»»

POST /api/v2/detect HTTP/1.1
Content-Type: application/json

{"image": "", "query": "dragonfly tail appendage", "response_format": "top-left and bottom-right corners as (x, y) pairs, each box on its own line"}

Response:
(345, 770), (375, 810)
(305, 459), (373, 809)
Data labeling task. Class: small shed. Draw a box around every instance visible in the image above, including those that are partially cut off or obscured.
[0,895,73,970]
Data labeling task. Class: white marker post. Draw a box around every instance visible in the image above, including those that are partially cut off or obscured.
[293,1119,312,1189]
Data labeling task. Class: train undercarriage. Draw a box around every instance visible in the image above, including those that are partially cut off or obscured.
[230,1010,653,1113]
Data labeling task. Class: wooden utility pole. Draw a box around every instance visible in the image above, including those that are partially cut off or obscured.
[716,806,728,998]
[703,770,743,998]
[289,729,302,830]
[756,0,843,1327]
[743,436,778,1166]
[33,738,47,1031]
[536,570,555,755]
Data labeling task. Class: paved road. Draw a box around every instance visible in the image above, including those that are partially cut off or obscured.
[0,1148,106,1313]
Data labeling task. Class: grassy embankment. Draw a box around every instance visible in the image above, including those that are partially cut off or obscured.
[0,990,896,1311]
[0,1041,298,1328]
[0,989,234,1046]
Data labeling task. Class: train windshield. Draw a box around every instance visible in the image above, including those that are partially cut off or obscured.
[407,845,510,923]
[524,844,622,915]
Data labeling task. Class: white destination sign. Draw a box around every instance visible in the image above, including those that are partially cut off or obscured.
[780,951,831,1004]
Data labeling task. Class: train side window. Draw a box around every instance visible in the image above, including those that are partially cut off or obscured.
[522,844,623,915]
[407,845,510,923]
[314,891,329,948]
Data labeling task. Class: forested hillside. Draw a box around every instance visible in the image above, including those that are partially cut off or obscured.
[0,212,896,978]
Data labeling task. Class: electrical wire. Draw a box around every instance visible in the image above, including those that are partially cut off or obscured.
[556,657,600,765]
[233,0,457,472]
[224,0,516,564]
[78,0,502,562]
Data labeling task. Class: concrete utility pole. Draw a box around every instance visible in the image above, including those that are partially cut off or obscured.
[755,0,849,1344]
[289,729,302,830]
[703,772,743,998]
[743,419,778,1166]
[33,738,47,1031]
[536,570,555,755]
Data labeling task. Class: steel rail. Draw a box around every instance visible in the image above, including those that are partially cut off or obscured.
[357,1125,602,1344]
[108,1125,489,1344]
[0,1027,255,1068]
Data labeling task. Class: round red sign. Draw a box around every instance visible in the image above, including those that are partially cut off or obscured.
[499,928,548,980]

««

→ GIVEN PROBLEM: Begin at the line of the material that has "Data labeling task. Class: white marker" and stop after the line that has "[293,1119,312,1189]". Rewrite every line in that stretch in full, shifting each bounding box coordinate up by 102 and leaving everything else unchanged.

→ SOLUTION FOR THIS EXERCISE:
Data labeling task. Class: white marker post. Draw a box around every instance visible in the image above, including those that are partially cut off or obscured.
[395,1221,414,1291]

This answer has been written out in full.